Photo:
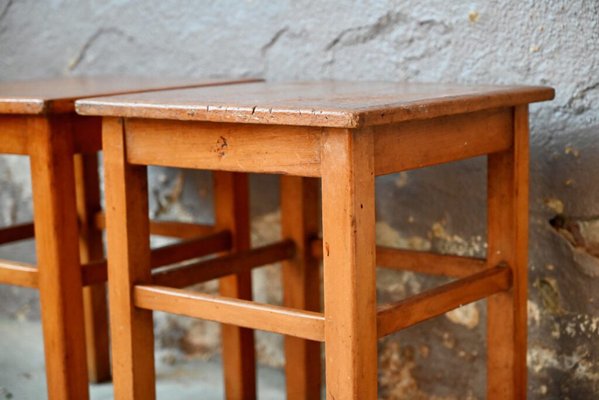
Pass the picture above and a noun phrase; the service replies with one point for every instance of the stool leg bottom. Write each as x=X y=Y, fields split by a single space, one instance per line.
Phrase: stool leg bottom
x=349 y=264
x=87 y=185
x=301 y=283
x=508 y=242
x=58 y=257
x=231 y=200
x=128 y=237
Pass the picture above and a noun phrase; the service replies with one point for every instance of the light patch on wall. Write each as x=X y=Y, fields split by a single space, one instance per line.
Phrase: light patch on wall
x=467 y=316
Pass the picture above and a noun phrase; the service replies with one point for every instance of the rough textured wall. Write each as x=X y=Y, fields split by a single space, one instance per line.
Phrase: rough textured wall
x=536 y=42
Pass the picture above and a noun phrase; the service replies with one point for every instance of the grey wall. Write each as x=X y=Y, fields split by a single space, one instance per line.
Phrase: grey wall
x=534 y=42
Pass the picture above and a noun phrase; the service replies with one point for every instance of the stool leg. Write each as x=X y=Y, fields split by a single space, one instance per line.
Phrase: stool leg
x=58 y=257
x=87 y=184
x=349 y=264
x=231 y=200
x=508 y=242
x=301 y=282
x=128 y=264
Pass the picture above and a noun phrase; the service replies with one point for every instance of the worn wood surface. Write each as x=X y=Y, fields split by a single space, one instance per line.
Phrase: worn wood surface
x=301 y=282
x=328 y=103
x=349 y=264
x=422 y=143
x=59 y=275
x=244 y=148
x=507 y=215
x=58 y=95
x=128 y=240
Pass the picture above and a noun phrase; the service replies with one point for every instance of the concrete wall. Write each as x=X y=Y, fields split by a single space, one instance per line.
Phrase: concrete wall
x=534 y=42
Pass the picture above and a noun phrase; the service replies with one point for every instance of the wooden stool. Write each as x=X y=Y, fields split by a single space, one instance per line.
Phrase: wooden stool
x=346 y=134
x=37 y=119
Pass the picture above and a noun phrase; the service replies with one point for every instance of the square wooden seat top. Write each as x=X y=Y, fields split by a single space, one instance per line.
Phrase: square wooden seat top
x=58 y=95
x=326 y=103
_ _ _ _ _
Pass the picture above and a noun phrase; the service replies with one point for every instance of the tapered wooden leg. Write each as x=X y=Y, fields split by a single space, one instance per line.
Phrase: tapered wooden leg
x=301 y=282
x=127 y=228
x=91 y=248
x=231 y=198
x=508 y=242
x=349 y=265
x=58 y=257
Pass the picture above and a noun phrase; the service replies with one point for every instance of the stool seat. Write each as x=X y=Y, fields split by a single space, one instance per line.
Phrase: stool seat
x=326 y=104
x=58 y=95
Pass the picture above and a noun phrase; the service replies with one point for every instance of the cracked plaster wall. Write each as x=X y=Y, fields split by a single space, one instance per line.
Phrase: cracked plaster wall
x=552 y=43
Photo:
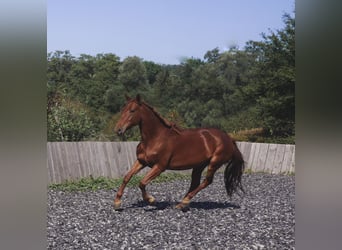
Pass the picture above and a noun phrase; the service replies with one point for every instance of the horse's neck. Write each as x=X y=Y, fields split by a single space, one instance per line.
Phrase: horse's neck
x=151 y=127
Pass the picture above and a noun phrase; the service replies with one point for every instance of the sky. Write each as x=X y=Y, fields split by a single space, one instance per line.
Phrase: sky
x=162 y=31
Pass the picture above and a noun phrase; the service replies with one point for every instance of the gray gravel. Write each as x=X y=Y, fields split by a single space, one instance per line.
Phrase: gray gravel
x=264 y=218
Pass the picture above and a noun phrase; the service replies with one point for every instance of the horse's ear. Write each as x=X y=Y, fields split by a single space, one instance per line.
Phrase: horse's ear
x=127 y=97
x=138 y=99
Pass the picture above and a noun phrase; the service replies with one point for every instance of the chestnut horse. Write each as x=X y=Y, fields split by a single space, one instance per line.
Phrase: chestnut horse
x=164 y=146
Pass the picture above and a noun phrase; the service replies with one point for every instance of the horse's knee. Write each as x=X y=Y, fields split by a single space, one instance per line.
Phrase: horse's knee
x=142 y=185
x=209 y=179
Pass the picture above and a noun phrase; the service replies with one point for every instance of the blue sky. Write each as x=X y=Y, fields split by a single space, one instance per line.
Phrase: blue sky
_ _ _ _ _
▶ **The task**: Would you filter the records and copy each line that contains the word "blue"?

▶ **Response below**:
Pass the picture above and a noun phrase; the service replies with one point for every instance of the blue sky. Write each as x=X y=Y, fields split by a single space, one instance per line.
Phrase: blue sky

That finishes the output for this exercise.